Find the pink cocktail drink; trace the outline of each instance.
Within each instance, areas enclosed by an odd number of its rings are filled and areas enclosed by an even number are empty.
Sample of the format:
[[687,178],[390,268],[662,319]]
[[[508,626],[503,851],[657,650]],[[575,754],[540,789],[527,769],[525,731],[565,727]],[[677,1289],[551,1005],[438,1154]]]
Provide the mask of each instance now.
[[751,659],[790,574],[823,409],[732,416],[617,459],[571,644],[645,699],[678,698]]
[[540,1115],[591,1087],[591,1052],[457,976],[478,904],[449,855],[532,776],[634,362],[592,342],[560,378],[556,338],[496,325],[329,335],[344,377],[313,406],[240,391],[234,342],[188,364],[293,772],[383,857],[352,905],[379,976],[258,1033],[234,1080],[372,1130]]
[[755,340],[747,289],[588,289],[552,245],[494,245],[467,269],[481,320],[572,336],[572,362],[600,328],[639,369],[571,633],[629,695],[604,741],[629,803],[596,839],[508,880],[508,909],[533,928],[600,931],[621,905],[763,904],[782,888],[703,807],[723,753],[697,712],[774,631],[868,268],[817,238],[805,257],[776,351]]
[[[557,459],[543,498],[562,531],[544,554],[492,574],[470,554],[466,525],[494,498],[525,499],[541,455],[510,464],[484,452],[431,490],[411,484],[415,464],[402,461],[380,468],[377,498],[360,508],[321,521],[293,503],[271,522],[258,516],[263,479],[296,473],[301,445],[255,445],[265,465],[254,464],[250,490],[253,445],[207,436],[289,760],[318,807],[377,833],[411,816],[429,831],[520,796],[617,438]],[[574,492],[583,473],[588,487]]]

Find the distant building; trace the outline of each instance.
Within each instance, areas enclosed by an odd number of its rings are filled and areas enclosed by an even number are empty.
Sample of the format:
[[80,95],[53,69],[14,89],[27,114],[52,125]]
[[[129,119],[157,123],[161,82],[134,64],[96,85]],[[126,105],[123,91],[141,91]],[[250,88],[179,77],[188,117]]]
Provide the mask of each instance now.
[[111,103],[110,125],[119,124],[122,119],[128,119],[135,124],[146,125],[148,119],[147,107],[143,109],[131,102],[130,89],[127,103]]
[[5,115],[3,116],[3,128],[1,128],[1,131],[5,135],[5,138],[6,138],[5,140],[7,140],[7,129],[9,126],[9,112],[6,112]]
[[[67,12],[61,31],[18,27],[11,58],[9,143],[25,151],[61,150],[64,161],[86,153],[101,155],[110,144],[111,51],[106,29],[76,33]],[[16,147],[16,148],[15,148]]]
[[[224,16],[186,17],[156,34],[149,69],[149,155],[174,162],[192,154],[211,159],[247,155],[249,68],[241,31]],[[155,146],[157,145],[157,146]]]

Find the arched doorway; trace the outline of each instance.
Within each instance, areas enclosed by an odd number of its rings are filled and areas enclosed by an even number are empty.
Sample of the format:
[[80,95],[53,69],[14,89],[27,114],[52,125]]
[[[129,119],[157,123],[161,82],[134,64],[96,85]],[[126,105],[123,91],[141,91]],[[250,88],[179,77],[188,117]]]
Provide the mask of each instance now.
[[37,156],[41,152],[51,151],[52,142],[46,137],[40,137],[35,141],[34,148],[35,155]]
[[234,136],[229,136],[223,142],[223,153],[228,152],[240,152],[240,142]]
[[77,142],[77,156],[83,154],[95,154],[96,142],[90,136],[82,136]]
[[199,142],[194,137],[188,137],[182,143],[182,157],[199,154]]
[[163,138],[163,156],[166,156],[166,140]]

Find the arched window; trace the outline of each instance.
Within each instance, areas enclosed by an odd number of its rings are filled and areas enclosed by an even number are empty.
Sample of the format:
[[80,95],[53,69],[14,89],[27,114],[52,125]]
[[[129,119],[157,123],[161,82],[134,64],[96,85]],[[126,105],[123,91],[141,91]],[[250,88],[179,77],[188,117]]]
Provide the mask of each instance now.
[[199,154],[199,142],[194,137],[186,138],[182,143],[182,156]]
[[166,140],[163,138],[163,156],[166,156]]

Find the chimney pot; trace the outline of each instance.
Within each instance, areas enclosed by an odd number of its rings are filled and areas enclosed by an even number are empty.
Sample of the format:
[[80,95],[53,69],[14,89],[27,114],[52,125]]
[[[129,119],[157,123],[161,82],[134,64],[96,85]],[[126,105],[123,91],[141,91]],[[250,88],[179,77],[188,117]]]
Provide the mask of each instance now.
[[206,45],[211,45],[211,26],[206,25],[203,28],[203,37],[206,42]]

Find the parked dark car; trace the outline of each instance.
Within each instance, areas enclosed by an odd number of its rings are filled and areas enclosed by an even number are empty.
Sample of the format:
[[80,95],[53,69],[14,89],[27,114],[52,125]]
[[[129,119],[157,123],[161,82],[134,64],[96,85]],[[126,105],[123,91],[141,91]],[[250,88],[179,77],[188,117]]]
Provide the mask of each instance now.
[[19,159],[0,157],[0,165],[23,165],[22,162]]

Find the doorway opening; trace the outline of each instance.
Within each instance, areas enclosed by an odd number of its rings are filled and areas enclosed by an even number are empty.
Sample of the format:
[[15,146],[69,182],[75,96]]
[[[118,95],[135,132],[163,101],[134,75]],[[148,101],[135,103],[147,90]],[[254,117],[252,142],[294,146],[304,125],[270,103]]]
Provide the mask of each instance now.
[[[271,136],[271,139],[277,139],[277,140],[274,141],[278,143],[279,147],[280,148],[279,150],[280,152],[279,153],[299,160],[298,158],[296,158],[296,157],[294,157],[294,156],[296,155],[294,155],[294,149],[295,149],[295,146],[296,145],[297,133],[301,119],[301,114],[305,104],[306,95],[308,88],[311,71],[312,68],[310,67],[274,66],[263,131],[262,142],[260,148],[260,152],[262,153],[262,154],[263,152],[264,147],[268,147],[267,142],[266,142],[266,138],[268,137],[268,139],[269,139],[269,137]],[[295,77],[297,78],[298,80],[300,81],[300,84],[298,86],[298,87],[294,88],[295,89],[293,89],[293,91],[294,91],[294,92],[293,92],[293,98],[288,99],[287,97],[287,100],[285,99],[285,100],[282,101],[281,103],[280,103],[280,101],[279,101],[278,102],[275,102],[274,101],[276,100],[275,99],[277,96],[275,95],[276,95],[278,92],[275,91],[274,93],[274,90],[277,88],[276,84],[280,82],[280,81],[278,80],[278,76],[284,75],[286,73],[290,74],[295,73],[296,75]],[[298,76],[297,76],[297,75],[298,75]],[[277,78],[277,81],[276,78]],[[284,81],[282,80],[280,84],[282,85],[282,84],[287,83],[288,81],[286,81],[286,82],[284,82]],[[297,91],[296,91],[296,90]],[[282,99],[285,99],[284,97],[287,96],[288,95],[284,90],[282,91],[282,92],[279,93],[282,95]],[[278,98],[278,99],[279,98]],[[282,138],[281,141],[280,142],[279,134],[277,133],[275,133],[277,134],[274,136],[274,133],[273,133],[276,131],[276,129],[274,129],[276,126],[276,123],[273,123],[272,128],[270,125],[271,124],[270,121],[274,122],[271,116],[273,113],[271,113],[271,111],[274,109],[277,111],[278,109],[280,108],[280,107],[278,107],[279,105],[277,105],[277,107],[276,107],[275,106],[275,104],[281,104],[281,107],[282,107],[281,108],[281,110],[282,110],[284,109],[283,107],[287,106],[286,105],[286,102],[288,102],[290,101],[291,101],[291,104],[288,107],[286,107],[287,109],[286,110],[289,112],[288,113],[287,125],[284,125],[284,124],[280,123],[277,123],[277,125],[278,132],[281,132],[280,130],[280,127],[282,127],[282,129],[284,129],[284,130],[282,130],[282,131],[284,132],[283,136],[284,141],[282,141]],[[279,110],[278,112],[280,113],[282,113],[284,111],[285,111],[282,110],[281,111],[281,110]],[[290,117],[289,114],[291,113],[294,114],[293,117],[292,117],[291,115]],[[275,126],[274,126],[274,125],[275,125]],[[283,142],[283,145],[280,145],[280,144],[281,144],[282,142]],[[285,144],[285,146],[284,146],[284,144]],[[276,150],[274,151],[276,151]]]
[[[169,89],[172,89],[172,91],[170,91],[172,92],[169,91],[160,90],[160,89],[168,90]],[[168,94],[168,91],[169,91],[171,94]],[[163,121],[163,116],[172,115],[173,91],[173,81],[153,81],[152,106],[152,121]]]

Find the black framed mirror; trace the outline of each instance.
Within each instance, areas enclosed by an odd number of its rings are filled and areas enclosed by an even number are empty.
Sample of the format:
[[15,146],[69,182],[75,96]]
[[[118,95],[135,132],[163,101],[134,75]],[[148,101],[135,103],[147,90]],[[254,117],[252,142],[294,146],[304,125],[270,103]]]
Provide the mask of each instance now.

******

§ **DIRECTIONS**
Reproduce everything from the line containing "Find the parked" down to the line containing "[[19,159],[0,157],[0,165],[23,165],[22,162]]", changing "dark car" to "black car" and leaving the rest as it is.

§ **ANSWER TO THIS EXERCISE**
Find the parked black car; trace the outline of each instance.
Within each instance, areas enclosed by an odd number of its rings are filled and areas enclosed by an even number are empty.
Sample of the format:
[[80,95],[53,69],[14,89],[27,114],[52,125]]
[[[129,119],[157,123],[161,82],[134,64],[96,85]],[[126,105],[123,91],[141,91]],[[250,88],[179,77],[188,117]]]
Provide the mask of each instance now.
[[19,159],[0,157],[0,165],[23,165],[22,162]]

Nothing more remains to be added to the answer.